## Study questions:
(a) In the exhibition announcement for Julian Charrière, rewrite the paragraph that begins "Charrière is a conceptual artist" as a shorter paragraph that keeps its main facts.
(b) Using the Julian Charrière exhibition announcement, say whether each statement agrees with the text. Answer yes or no and quote the words of the text that decide it.
(i) The exhibition is the artist's first solo exhibition in the United Kingdom.
(ii) The exhibition lists painting among the kinds of work it will include.
(iii) Much of Charrière's work is concerned with time.
(c) Continue the Julian Charrière exhibition announcement, starting after its last sentence.

## Excerpted text:

★ ★ ★ ★ ★

Exhibition

in London / United Kingdom
15.01.2016 - 23.03.2016 10:00 - 18:00
Julian Charrière - For They That Sow the Wind

Parasol unit foundation for contemporary art is delighted to present “Julian Charrière: For They That Sow the Wind”, a first solo exhibition in the United Kingdom for this French-Swiss artist. It will include sculpture, documented performance, installations, photographs and film.

Charrière is a conceptual artist whose activities and interventions during the first decade of his career have taken him to some of the remotest regions of the planet, researching geology, biology, physics, history and archaeology. Much of his work is concerned with time, the continuous cycle of past, present and future, as well as sudden and gradual physical transformations that have occurred naturally or due to human activity. Creating works while exploring ecological and environmental issues in specific locations, Charrière examines how humanity interrelates with the natural order. A significant part of his oeuvre to date has led him to scrutinize the actual and dominant demands for technological advances, most of which depend on further depleting the Earth’s natural resources and have vast implications for the future of our ecological systems.

★ ★ ★ ★ ★

## Records:
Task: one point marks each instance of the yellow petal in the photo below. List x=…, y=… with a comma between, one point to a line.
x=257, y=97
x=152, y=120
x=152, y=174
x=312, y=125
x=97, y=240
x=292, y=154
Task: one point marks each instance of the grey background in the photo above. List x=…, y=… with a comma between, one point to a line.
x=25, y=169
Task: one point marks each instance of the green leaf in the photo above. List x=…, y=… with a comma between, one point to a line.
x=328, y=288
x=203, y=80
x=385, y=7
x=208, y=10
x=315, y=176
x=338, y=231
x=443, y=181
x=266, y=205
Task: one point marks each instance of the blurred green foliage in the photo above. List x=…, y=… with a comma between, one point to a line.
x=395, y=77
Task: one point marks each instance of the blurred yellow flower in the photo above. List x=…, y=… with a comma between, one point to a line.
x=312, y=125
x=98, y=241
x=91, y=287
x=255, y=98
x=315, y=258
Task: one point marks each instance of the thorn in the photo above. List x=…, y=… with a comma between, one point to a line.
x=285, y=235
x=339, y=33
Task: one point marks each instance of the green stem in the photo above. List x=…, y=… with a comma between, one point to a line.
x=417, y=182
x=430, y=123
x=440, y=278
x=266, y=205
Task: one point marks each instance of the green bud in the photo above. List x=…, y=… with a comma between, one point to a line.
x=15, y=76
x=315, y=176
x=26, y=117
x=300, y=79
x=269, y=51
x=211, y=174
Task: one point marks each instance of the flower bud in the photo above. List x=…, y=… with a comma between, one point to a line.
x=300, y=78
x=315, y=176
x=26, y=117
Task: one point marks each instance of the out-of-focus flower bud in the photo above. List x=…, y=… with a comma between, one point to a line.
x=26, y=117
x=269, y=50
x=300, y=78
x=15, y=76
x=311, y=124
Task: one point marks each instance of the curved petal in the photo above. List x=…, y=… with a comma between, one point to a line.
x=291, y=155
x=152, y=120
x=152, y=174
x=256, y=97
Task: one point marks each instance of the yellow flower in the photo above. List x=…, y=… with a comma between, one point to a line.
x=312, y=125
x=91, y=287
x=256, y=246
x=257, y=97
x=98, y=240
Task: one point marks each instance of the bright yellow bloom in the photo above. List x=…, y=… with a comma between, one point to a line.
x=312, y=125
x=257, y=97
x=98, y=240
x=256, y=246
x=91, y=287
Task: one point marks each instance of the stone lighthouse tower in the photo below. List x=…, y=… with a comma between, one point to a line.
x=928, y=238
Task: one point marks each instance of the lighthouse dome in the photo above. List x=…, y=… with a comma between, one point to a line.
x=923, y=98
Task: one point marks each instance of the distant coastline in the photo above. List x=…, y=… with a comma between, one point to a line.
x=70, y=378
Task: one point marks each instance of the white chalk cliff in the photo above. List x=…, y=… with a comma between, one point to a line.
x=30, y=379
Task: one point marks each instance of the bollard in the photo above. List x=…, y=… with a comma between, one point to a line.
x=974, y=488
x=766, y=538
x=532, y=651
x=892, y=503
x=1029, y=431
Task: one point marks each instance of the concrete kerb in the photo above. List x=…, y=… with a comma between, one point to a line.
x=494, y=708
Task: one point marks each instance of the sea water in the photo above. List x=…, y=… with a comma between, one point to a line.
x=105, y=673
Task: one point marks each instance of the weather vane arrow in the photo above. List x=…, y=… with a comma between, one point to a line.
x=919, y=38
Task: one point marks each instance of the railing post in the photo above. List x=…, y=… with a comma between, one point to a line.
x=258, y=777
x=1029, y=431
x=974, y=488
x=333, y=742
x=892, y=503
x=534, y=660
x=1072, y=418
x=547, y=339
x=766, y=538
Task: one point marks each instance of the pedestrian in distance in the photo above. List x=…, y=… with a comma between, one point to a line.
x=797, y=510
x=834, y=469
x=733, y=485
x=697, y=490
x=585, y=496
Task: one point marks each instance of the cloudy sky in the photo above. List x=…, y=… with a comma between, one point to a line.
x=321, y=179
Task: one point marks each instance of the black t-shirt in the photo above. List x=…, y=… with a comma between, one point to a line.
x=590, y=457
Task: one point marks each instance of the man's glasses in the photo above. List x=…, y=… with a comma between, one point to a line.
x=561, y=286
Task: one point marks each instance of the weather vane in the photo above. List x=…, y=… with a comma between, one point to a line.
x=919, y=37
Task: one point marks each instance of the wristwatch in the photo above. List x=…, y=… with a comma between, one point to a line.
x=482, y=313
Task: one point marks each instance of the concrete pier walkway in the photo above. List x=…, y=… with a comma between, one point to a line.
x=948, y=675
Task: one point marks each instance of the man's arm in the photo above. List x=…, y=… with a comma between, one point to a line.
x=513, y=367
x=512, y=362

★ ★ ★ ★ ★

## Your responses:
(a) Charrière is a conceptual artist whose work in his career's first decade has taken him to remote regions of the planet, researching geology, biology, physics, history and archaeology. His work deals largely with time, meaning the cycle of past, present and future, and with sudden and gradual physical transformations, whether natural or caused by humans. Working on ecological and environmental issues in specific places, he examines how humanity relates to the natural order. Much of his work scrutinizes the demand for technological advances, most of which depend on further depleting Earth's natural resources and have vast implications for future ecological systems.

(b)
(i) Yes: "a first solo exhibition in the United Kingdom for this French-Swiss artist"
(ii) No: "It will include sculpture, documented performance, installations, photographs and film."
(iii) Yes: "Much of his work is concerned with time"

(c)
Among the several installations exhibited at Parasol unit by this Berlin-based artist is “Future Fossil Spaces”, 2014, a large configuration of thick salt bricks extracted from the Salar de Uyuni salt deposits in Bolivia, South America, a region now commonly referred to as the ‘lithium triangle’. The chemical element lithium is an essential part of the batteries that power our electronic devices. The film “Somewhere”, 2014, and the photographic series “Polygon”, 2015, document the devastation caused by human activity in Semipalatinsk, the site in Kazakhstan where, between 1949 and 1989, the Soviet Union conducted 456 nuclear tests. Charrière’s investigations for “Polygon” were prompted by J.G. Ballard’s short story, “The Terminal Beach”.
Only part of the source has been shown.